(Named object pointing entries)

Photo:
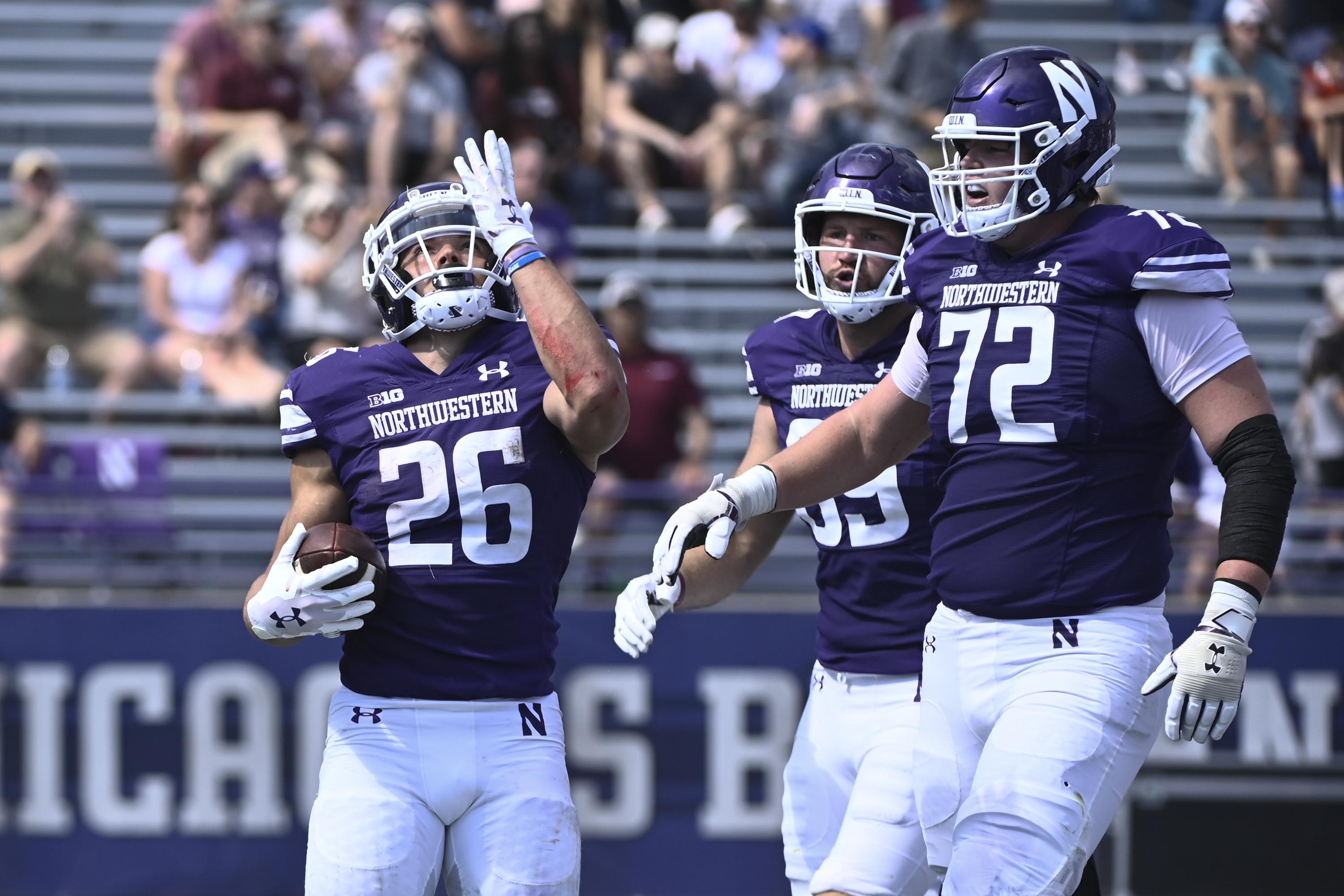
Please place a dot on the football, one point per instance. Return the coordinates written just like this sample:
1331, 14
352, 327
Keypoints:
332, 542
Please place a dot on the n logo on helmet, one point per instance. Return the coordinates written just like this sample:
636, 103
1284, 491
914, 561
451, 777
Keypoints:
1070, 81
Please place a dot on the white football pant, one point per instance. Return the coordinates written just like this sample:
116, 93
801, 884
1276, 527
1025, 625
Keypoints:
1027, 743
476, 789
850, 820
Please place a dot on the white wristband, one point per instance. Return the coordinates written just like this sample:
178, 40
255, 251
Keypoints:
753, 492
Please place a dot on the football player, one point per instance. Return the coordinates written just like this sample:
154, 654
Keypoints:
850, 823
464, 448
1060, 353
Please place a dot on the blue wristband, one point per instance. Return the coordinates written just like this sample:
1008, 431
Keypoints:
525, 261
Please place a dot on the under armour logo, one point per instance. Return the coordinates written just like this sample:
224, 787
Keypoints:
502, 371
293, 617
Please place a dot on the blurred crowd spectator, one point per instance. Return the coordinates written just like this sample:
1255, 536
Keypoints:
52, 252
296, 128
1323, 109
1320, 405
670, 433
320, 258
660, 461
672, 127
201, 303
418, 107
921, 68
1244, 105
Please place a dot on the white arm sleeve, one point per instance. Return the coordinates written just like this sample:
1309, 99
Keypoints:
1189, 340
912, 370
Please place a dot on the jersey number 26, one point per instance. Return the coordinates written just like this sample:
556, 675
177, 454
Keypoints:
472, 500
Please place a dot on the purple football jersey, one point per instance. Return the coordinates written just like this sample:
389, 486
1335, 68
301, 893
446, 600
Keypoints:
873, 542
471, 493
1062, 443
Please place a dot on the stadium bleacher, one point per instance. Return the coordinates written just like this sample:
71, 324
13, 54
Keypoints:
74, 77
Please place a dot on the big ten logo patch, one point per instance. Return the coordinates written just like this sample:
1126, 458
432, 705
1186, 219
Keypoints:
390, 397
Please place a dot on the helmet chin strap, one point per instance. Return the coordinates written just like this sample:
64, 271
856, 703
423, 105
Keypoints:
857, 308
453, 310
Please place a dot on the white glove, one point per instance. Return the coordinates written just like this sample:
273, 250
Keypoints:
639, 609
1209, 668
292, 603
490, 182
713, 517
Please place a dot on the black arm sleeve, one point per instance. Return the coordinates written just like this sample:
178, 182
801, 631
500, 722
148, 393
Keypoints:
1260, 480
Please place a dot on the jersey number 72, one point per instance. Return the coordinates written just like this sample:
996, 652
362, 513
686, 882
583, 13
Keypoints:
1034, 371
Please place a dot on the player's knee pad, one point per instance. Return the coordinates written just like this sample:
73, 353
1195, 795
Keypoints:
365, 843
537, 849
366, 831
937, 782
812, 814
1019, 837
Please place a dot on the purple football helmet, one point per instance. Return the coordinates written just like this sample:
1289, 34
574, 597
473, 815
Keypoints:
455, 300
1057, 115
867, 179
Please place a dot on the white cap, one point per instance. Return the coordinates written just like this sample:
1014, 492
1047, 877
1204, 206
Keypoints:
623, 287
1334, 289
1245, 13
656, 31
406, 17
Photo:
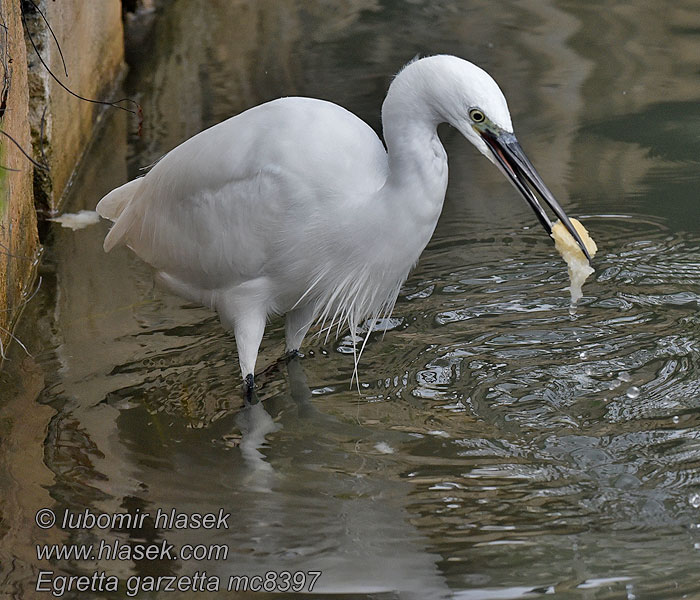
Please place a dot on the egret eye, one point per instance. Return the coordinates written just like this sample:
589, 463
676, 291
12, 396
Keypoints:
476, 115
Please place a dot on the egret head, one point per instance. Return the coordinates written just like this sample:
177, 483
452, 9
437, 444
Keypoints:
458, 92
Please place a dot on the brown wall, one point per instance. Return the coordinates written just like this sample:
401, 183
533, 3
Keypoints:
91, 38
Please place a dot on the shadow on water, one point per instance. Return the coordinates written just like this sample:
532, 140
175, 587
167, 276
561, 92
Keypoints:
501, 447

Written task:
Quote the records above exactly, leaving out any pictures.

The reply:
Photo:
Please place a dot on the football, one point per instance. Return the coordinates written just like this sample:
1331, 14
352, 327
Keypoints:
332, 542
Please place a dot on the n logo on helmet, one point per instance. Return the coordinates written just like this sample:
636, 103
1284, 491
914, 561
451, 777
Keypoints:
1070, 81
Please place a dot on the white football pant, one point per instance. Return the coordinates written just like this sample:
116, 93
801, 884
1276, 527
1025, 625
Keypoints:
1027, 743
476, 789
850, 820
Please place a dot on the white wristband, one point per instance. Return the coordinates written just like this sample:
178, 40
255, 251
Keypoints:
753, 492
Please place a dot on the football player, one point per instance. Return the coordinates written just like this sample:
154, 654
Keypoints:
850, 823
464, 448
1060, 353
Please place a dot on the blue wristband, one point per instance. Return the coordinates written just like this sample:
1008, 431
Keypoints:
525, 261
Please place a dot on the under armour logo, one point per instance. Return the coordinates written just like this sample:
224, 787
Keypoints:
502, 371
293, 617
Please place a dot on the blurred crowd spectator, one point per instance. Return the coordinates written just like this sample:
1255, 536
Keypoints:
52, 252
296, 128
1323, 109
1320, 405
670, 433
320, 258
660, 461
672, 127
201, 303
418, 107
921, 68
1244, 105
Please place a dot on the white arm sleeve, one point per instance. Return the coordinates written just like this sample:
1309, 99
Keypoints:
1189, 340
912, 370
Please place a dot on the jersey number 26, one point per instance. Return the coordinates written just like this sample:
556, 675
177, 454
Keypoints:
472, 500
Please place a dot on the purple football jersey, one point per instance. Return the coordinates written just like this sample:
389, 486
1335, 68
301, 893
446, 600
Keypoints:
873, 542
471, 493
1062, 443
Please place a dot on the stadium bleacher, one point per instance. Return the coordinates written just like this sample:
71, 324
13, 54
Keypoints:
74, 77
Please place a dot on the big ten logo patch, one point per instance. Return the coordinates written just like this sample:
1126, 458
432, 705
1186, 219
Keypoints:
390, 397
Please place a dot on the helmet chin strap, one point per instance. Return the coordinates written just like this sample:
64, 271
856, 703
423, 105
Keypoints:
857, 308
453, 310
Please place a dot on the white glove, one point per instance. Return the coordinates written just like this sample:
273, 250
Keypoints:
639, 609
1209, 668
292, 603
490, 182
713, 517
Please place a dot on the black arm sleeve, one point per instance. Return the coordinates written just like this sample:
178, 182
801, 631
500, 722
148, 393
Keypoints:
1260, 480
Please place a dot on the jersey number 72, one point per instance. Return the coordinates written just like this sample:
996, 652
362, 513
686, 882
583, 13
Keypoints:
1034, 371
Please place a dot on the player's knee pad, one point per instance. Return the coordinates written just like this sample:
73, 353
1195, 795
Keypoints:
365, 843
537, 849
366, 831
937, 782
812, 814
1019, 837
Please place a dot on the purple football helmet, one point per instance. Return the coordinates written just like this sample:
1289, 34
574, 597
473, 815
Keypoints:
455, 300
1057, 115
867, 179
Please place a dot on the white cap, one point per instance. Return the coordinates written just like this sample:
1014, 492
1047, 877
1204, 206
Keypoints:
623, 287
1334, 289
1245, 13
656, 31
406, 17
Photo:
Please place a dot on the egret eye, one point per instance. Return the coordinates written just like this sample:
589, 463
676, 291
12, 396
Keypoints:
476, 115
Please place a dot on the egret head, one point per instance. Return the coordinates written just like this sample:
177, 483
452, 9
437, 444
Keypoints:
458, 92
Please place a dot on the brown wall, one point per instance. Return the coordinates written just like this sample:
401, 183
533, 3
Keypoints:
91, 38
Please place a dot on the shadow on water, one point per instance. Return the coordinates written just like this sample:
532, 140
175, 587
167, 276
561, 92
Keypoints:
501, 447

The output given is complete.